== WORK ORDER ==
These entries must be printed again exactly as they are.
START ENTRIES SHOWN
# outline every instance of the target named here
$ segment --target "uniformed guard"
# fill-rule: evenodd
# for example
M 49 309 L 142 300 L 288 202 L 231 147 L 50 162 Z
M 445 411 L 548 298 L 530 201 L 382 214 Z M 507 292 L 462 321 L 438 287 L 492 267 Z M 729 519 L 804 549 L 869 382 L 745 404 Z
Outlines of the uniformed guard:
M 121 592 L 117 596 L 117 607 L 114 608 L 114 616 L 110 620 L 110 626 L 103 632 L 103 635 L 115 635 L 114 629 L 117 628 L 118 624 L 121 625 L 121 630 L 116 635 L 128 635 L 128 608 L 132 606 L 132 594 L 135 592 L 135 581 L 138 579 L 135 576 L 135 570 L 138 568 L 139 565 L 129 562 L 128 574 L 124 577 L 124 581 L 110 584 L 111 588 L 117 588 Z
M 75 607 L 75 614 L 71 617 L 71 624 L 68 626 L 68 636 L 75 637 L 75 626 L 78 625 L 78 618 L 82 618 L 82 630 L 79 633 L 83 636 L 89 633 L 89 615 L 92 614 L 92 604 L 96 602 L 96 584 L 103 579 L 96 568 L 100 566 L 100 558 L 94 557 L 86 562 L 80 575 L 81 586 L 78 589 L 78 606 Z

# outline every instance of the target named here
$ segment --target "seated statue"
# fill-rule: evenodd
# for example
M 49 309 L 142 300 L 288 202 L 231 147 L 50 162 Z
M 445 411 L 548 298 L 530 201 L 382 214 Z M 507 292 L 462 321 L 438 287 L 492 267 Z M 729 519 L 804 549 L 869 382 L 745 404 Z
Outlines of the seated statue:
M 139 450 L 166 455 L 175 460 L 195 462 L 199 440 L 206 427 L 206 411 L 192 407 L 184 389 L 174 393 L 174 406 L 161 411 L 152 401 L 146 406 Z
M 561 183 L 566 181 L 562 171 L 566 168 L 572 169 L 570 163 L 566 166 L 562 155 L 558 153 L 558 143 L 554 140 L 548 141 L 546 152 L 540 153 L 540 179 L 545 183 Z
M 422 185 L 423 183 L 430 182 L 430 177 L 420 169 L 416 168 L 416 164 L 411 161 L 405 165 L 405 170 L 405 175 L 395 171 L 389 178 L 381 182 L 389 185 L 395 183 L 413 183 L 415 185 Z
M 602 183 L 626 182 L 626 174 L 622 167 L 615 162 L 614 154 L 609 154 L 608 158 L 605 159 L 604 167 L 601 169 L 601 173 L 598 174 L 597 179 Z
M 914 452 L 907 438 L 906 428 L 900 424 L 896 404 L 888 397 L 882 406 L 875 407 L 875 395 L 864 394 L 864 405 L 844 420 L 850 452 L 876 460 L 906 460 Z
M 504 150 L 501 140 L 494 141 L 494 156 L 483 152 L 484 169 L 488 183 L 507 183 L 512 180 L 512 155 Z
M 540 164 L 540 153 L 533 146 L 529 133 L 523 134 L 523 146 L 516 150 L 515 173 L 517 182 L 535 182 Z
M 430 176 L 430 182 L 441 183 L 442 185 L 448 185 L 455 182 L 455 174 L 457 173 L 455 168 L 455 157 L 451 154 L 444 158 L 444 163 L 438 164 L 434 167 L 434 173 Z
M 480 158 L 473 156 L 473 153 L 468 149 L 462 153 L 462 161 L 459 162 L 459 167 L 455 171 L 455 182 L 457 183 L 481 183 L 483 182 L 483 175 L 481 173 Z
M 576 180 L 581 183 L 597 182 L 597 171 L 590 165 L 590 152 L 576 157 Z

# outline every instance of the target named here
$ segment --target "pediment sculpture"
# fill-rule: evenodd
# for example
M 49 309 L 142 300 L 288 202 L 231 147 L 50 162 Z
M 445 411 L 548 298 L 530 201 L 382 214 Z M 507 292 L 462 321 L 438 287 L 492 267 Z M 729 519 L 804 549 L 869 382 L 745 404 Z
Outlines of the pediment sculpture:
END ENTRIES SHOWN
== EXERCISE OUTPUT ==
# outline every instance of the target named here
$ segment --target "uniformed guard"
# fill-rule: evenodd
# for example
M 49 309 L 142 300 L 288 202 L 231 147 L 50 162 Z
M 445 411 L 548 298 L 530 201 L 382 214 Z M 507 292 L 462 321 L 438 287 L 492 267 Z M 729 519 L 804 549 L 869 382 L 745 404 Z
Outlines of the uniformed guard:
M 121 592 L 117 596 L 117 607 L 114 608 L 114 616 L 110 620 L 110 626 L 103 632 L 103 635 L 115 635 L 114 629 L 117 628 L 118 624 L 121 625 L 121 630 L 116 635 L 128 635 L 128 608 L 132 606 L 132 594 L 135 592 L 135 581 L 138 579 L 135 576 L 135 570 L 138 568 L 139 565 L 129 562 L 128 574 L 124 577 L 124 581 L 110 584 L 111 588 L 117 588 Z
M 75 607 L 75 614 L 71 617 L 71 624 L 68 626 L 68 636 L 75 637 L 75 626 L 78 625 L 78 618 L 82 618 L 82 630 L 79 633 L 83 636 L 89 633 L 89 615 L 92 614 L 92 604 L 96 602 L 96 584 L 103 579 L 96 568 L 100 566 L 100 558 L 94 557 L 86 562 L 80 575 L 81 586 L 78 589 L 78 606 Z

# outline every instance of the target named here
$ segment --target "seated statue"
# fill-rule: evenodd
# for example
M 49 309 L 142 300 L 288 202 L 231 147 L 50 162 Z
M 445 411 L 548 298 L 530 201 L 382 214 Z M 507 292 L 462 321 L 438 287 L 492 267 Z M 729 519 L 804 549 L 869 382 L 745 404 Z
Outlines of the seated statue:
M 139 450 L 166 455 L 175 460 L 195 462 L 199 440 L 206 427 L 206 411 L 192 407 L 184 389 L 174 393 L 174 406 L 161 411 L 152 401 L 146 406 Z
M 561 183 L 566 181 L 562 171 L 566 168 L 572 169 L 570 163 L 566 166 L 562 155 L 558 153 L 558 143 L 554 140 L 548 141 L 546 152 L 540 153 L 540 179 L 545 183 Z
M 422 185 L 423 183 L 430 182 L 430 177 L 420 169 L 416 168 L 416 164 L 411 161 L 405 165 L 405 170 L 405 175 L 395 171 L 389 178 L 381 182 L 389 185 L 395 183 L 413 183 L 415 185 Z
M 602 183 L 626 182 L 626 174 L 622 167 L 615 162 L 614 154 L 609 154 L 608 158 L 605 159 L 604 167 L 601 169 L 601 173 L 598 174 L 597 179 Z
M 914 452 L 907 438 L 906 428 L 900 424 L 896 404 L 888 397 L 882 406 L 875 407 L 875 395 L 864 394 L 864 405 L 844 420 L 850 452 L 876 460 L 906 460 Z
M 504 150 L 501 140 L 494 141 L 494 156 L 483 152 L 484 169 L 488 183 L 507 183 L 512 180 L 512 155 Z
M 540 164 L 540 153 L 533 146 L 529 133 L 523 134 L 523 146 L 516 150 L 515 173 L 517 182 L 535 182 Z
M 430 176 L 430 182 L 441 183 L 442 185 L 448 185 L 455 182 L 455 174 L 457 173 L 455 168 L 455 157 L 451 154 L 444 158 L 444 163 L 438 164 L 434 167 L 434 173 Z
M 480 158 L 473 156 L 473 153 L 468 149 L 462 153 L 462 161 L 459 162 L 459 167 L 455 171 L 455 182 L 457 183 L 481 183 L 483 182 L 483 175 L 481 173 Z
M 576 180 L 581 183 L 597 182 L 597 171 L 590 165 L 590 152 L 576 157 Z

# outline every instance of the target named here
$ segment --target "pediment sculpture"
# fill-rule: evenodd
# for example
M 49 309 L 142 300 L 288 202 L 231 147 L 50 162 Z
M 445 411 L 548 298 L 530 201 L 382 214 Z M 507 292 L 462 321 L 438 287 L 492 267 Z M 729 519 L 804 549 L 869 382 L 745 404 Z
Outlines of the pediment sculpture:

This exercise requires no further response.